## Work task
From the listing below, copy only the lines running from the line that contains "column 195, row 336" to the line that contains "column 124, row 317", both included.
+++++
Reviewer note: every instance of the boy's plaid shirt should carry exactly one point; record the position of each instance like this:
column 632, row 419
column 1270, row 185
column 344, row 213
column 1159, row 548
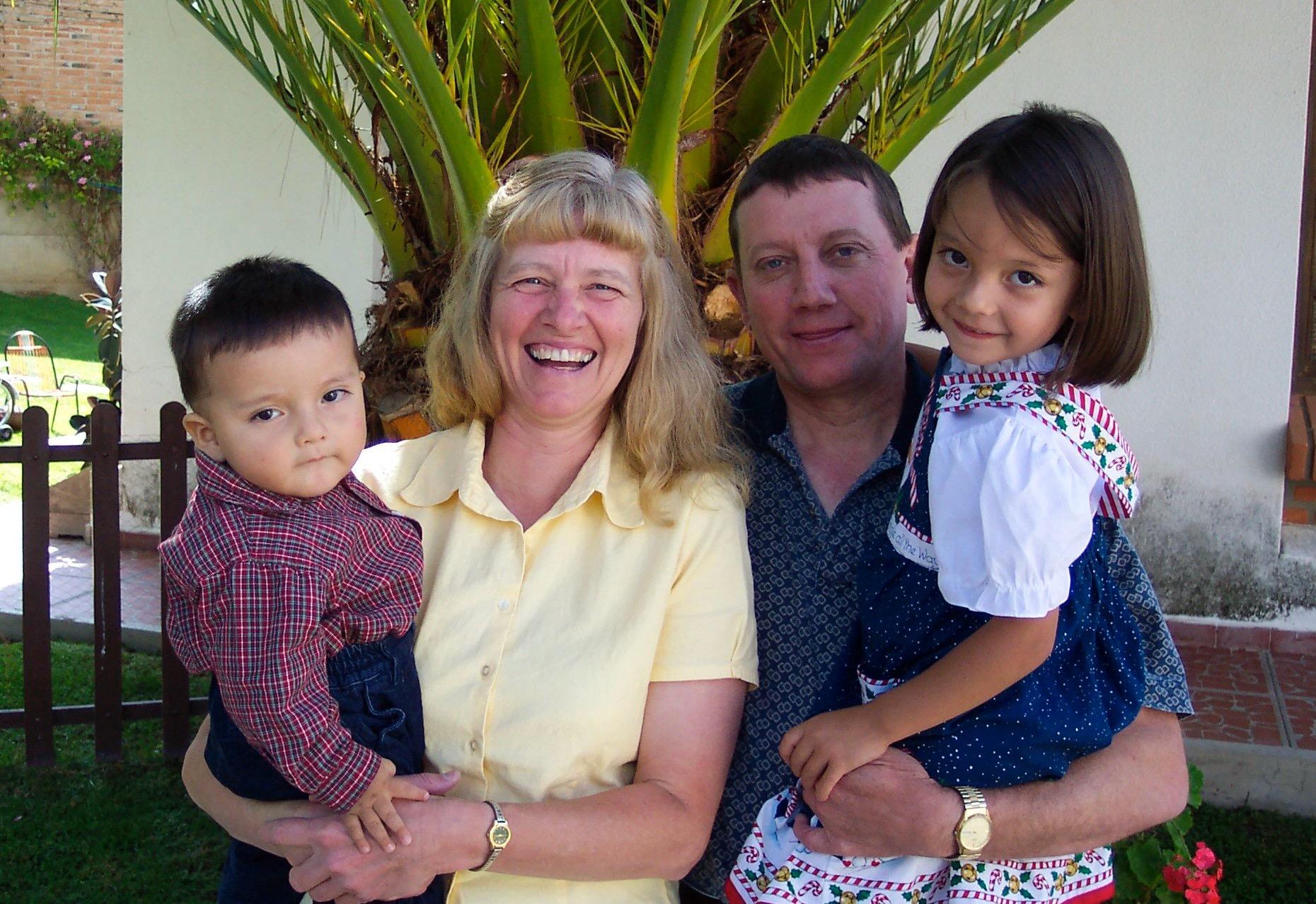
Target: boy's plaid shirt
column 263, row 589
+++++
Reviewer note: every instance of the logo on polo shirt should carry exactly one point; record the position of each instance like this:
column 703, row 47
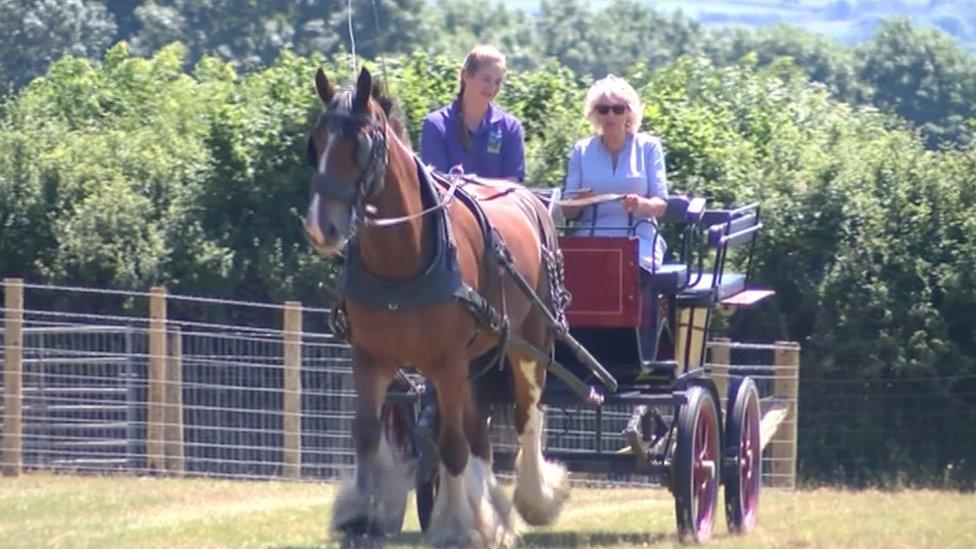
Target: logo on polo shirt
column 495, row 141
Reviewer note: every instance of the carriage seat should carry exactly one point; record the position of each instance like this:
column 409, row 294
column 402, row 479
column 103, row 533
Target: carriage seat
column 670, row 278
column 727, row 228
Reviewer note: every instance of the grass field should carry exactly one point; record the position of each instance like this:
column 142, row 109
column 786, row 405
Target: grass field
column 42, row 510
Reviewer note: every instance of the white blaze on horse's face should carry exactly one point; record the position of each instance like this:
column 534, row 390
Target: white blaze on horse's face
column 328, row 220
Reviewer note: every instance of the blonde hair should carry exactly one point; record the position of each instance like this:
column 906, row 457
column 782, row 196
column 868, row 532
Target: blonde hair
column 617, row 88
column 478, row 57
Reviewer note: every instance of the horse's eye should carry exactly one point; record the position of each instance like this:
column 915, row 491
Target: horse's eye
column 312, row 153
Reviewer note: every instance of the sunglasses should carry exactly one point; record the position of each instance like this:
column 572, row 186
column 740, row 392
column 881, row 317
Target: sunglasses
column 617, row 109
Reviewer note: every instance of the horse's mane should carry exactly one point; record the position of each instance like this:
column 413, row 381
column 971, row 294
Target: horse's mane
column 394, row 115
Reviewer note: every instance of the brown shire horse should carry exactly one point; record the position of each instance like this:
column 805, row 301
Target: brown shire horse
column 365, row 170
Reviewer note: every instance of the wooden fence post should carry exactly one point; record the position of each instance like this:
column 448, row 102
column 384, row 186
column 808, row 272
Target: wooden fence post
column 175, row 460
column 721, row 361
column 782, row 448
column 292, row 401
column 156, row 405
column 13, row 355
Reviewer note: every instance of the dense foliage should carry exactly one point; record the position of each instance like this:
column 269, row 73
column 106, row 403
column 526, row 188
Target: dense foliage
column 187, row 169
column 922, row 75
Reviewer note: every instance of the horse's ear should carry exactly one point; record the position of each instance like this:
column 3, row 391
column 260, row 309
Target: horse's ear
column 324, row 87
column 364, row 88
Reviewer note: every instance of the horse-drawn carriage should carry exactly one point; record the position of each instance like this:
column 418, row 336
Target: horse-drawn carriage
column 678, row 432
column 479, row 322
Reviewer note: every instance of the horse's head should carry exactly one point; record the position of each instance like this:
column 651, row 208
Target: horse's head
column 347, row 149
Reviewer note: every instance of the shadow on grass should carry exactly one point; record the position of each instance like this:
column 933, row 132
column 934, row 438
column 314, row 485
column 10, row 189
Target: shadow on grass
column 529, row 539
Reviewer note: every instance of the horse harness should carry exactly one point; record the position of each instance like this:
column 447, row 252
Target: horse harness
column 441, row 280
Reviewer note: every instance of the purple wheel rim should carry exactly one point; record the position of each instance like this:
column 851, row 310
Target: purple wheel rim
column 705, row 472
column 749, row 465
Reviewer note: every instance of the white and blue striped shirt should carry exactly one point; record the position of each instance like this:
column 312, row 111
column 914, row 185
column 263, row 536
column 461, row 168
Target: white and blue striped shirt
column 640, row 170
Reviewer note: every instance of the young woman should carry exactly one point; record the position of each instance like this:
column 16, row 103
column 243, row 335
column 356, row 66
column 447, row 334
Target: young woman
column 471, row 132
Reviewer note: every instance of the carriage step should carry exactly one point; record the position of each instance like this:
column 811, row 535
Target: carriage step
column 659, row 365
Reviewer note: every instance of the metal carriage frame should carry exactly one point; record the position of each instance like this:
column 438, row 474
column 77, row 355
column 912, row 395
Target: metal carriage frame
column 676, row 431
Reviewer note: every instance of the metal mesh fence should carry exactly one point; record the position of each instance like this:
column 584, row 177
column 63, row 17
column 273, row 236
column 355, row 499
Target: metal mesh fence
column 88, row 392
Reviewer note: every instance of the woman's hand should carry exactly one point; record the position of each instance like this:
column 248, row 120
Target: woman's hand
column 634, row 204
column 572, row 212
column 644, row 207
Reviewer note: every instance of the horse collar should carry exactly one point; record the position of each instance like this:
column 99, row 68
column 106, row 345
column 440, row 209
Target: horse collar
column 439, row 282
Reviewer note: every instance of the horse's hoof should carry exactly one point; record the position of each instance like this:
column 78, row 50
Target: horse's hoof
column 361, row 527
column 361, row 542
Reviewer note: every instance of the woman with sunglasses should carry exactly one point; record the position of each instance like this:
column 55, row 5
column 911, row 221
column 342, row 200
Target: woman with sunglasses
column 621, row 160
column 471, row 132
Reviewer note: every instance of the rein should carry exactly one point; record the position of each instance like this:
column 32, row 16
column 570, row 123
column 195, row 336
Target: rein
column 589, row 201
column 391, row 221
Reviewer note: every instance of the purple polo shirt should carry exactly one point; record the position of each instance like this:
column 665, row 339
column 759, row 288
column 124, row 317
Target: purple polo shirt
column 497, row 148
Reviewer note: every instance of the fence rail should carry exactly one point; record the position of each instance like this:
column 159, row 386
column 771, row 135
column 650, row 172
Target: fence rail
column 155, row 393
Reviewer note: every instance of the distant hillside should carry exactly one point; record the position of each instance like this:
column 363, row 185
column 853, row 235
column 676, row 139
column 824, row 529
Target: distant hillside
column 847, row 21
+++++
## Answer below
column 195, row 336
Target: rein
column 589, row 201
column 391, row 221
Reviewer note: every instance of the purple polo shirt should carry exactly one point; record the position of each instance like this:
column 665, row 339
column 759, row 288
column 124, row 317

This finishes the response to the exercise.